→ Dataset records
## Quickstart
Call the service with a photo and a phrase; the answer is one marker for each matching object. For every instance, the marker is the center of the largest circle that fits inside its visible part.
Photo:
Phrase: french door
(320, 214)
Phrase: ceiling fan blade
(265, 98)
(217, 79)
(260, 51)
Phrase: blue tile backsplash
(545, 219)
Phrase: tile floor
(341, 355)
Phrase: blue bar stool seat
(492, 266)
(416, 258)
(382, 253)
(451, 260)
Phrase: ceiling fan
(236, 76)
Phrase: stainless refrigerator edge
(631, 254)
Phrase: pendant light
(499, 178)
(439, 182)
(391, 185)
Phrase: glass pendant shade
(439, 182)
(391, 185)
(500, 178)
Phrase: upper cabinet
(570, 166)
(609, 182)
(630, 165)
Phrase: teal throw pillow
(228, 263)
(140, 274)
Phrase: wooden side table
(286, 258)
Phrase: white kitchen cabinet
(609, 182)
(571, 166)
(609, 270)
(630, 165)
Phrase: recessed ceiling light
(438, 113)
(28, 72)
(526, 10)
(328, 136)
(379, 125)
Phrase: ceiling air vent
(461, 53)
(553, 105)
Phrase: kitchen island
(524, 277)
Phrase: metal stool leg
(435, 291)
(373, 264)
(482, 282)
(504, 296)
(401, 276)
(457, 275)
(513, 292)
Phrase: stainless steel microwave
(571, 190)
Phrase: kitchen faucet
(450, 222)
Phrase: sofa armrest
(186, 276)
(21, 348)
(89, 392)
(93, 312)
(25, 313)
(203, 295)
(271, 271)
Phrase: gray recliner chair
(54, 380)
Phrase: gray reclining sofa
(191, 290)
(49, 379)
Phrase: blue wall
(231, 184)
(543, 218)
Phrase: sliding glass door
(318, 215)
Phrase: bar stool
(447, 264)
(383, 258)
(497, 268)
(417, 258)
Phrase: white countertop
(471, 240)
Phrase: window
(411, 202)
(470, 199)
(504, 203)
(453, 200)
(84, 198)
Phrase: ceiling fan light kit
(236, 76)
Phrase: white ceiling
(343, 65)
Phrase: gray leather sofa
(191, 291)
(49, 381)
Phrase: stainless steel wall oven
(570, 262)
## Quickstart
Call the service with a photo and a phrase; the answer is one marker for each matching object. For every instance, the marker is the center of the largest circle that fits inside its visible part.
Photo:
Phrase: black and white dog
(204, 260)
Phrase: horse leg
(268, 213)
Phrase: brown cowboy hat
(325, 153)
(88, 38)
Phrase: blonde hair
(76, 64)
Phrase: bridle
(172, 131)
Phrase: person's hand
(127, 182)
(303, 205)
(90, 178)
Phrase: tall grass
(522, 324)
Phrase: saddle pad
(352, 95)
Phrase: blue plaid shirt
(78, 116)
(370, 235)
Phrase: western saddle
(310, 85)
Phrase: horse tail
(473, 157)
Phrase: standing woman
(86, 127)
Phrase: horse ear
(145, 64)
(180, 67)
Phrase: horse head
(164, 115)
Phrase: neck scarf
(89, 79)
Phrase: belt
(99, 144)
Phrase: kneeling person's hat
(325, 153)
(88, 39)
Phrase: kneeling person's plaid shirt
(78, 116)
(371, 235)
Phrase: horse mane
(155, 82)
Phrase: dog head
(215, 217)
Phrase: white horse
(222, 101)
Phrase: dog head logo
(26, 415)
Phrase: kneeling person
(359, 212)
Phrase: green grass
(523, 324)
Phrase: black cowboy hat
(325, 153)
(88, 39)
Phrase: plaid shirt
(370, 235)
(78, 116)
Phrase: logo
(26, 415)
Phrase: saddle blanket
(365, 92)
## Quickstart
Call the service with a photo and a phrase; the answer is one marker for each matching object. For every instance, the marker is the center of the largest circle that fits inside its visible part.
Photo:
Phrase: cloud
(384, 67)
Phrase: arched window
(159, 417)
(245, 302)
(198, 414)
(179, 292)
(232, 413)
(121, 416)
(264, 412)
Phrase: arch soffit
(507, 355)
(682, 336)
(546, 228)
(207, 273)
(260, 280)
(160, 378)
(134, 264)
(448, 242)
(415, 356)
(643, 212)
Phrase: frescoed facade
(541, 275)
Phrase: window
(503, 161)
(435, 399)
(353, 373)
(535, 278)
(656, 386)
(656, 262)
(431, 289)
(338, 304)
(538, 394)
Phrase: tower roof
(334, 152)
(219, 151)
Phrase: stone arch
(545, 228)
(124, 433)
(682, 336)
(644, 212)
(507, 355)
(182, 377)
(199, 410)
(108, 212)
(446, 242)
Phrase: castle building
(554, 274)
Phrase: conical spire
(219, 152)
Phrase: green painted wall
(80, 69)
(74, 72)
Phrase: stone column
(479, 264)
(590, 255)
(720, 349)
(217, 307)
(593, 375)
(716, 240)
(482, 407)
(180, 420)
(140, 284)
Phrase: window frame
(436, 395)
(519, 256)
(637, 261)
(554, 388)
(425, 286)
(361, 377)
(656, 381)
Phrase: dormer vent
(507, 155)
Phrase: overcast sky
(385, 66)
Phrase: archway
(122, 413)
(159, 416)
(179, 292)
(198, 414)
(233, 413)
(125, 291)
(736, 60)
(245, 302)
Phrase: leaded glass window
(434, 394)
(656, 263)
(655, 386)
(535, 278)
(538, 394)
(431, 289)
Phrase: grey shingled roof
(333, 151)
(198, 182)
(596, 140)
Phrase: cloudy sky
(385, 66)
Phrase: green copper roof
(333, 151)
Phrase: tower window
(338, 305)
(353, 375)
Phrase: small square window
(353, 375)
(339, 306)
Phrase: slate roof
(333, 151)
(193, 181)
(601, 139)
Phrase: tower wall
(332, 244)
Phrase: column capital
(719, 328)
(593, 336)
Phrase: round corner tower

→ Work required
Output the listing above without altering a single character.

→ Response to this exercise
## Quickstart
Call the service with a photo and a phrase; the answer is one marker for each matching object. For every instance, the marker is the center of the largest circle that fits inside its visible part.
Photo:
Phrase: french door
(320, 214)
Phrase: ceiling fan blade
(265, 98)
(217, 79)
(260, 51)
Phrase: blue tile backsplash
(545, 219)
Phrase: tile floor
(341, 355)
Phrase: blue bar stool seat
(492, 266)
(416, 258)
(382, 253)
(451, 260)
Phrase: ceiling fan
(236, 76)
Phrase: stainless refrigerator edge
(631, 254)
Phrase: pendant light
(499, 178)
(439, 182)
(391, 185)
Phrase: glass pendant shade
(439, 182)
(391, 185)
(500, 178)
Phrase: upper cabinet
(570, 166)
(609, 182)
(630, 165)
Phrase: teal throw pillow
(228, 263)
(140, 274)
Phrase: wooden side table
(286, 258)
Phrase: white kitchen cabinet
(609, 182)
(571, 166)
(609, 270)
(630, 165)
Phrase: recessed ceiling light
(438, 113)
(28, 72)
(526, 10)
(328, 136)
(379, 125)
Phrase: ceiling air vent
(461, 53)
(553, 105)
Phrase: kitchen island
(524, 277)
Phrase: metal stool leg
(435, 291)
(373, 264)
(482, 282)
(504, 296)
(401, 276)
(457, 275)
(513, 292)
Phrase: stainless steel microwave
(571, 190)
Phrase: kitchen faucet
(450, 222)
Phrase: sofa armrest
(186, 276)
(21, 348)
(89, 392)
(93, 312)
(25, 313)
(203, 295)
(271, 271)
Phrase: gray recliner chair
(54, 380)
Phrase: gray reclining sofa
(191, 290)
(49, 379)
Phrase: blue wall
(231, 184)
(543, 218)
Phrase: sliding glass door
(318, 215)
Phrase: bar stool
(447, 264)
(383, 258)
(497, 268)
(417, 258)
Phrase: white countertop
(471, 240)
Phrase: window
(411, 202)
(470, 199)
(504, 203)
(453, 200)
(84, 198)
Phrase: ceiling fan light kit
(236, 76)
Phrase: white ceiling
(343, 65)
Phrase: gray leather sofa
(191, 291)
(49, 381)
Phrase: stainless steel wall oven
(570, 262)
## Quickstart
Call the service with a photo and a phrase; the answer is one marker for each matching object. For every instance, the marker is the center of the largest circle that fits inside its visible part.
Photo:
Phrase: black and white dog
(204, 260)
Phrase: horse leg
(268, 213)
Phrase: brown cowboy hat
(325, 153)
(88, 38)
Phrase: blonde hair
(76, 64)
Phrase: bridle
(172, 131)
Phrase: person's hand
(127, 182)
(303, 205)
(90, 178)
Phrase: tall grass
(522, 324)
Phrase: saddle pad
(352, 95)
Phrase: blue plaid shirt
(78, 116)
(370, 235)
Phrase: western saddle
(310, 85)
Phrase: horse tail
(473, 157)
Phrase: standing woman
(86, 127)
Phrase: horse ear
(145, 64)
(180, 67)
Phrase: horse head
(164, 115)
Phrase: neck scarf
(89, 79)
Phrase: belt
(99, 144)
Phrase: kneeling person's hat
(325, 153)
(88, 39)
Phrase: kneeling person's plaid shirt
(78, 116)
(371, 235)
Phrase: horse mane
(155, 82)
Phrase: dog head
(215, 217)
Phrase: white horse
(222, 101)
Phrase: dog head logo
(26, 415)
Phrase: kneeling person
(359, 212)
Phrase: green grass
(523, 324)
Phrase: black cowboy hat
(325, 153)
(88, 39)
Phrase: plaid shirt
(370, 235)
(78, 116)
Phrase: logo
(26, 415)
Phrase: saddle blanket
(365, 92)
## Quickstart
Call the service with a photo and a phrase; the answer is one marker for each matching object. For every instance, the marker is the center of the largest circle that fits inside its visible part.
Photo:
Phrase: cloud
(384, 67)
Phrase: arched window
(159, 417)
(245, 302)
(198, 414)
(179, 292)
(232, 413)
(121, 416)
(264, 412)
Phrase: arch soffit
(507, 355)
(682, 336)
(546, 228)
(207, 273)
(260, 280)
(160, 378)
(134, 264)
(448, 242)
(415, 356)
(643, 212)
Phrase: frescoed facade
(541, 275)
Phrase: window
(503, 161)
(435, 399)
(353, 373)
(535, 278)
(656, 386)
(656, 262)
(431, 289)
(338, 304)
(538, 394)
Phrase: tower roof
(334, 152)
(219, 151)
Phrase: stone arch
(545, 228)
(124, 433)
(682, 336)
(644, 212)
(507, 355)
(182, 377)
(199, 410)
(108, 212)
(446, 242)
Phrase: castle building
(554, 274)
Phrase: conical spire
(219, 152)
Phrase: green painted wall
(80, 69)
(74, 72)
Phrase: stone column
(479, 264)
(590, 255)
(720, 349)
(217, 307)
(593, 375)
(716, 240)
(482, 407)
(180, 420)
(140, 284)
Phrase: window frame
(436, 395)
(519, 256)
(637, 261)
(554, 388)
(425, 286)
(361, 377)
(656, 381)
Phrase: dormer vent
(507, 155)
Phrase: overcast sky
(385, 66)
Phrase: archway
(122, 413)
(159, 416)
(179, 292)
(198, 414)
(233, 413)
(125, 291)
(736, 60)
(245, 302)
Phrase: leaded glass window
(434, 394)
(656, 263)
(655, 386)
(535, 278)
(538, 394)
(431, 289)
Phrase: grey shingled roof
(333, 151)
(198, 182)
(596, 140)
Phrase: cloudy sky
(385, 66)
Phrase: green copper roof
(333, 151)
Phrase: tower window
(338, 305)
(353, 375)
Phrase: small square window
(353, 375)
(339, 306)
Phrase: slate roof
(333, 151)
(193, 181)
(601, 139)
Phrase: tower wall
(332, 244)
Phrase: column capital
(719, 328)
(593, 336)
Phrase: round corner tower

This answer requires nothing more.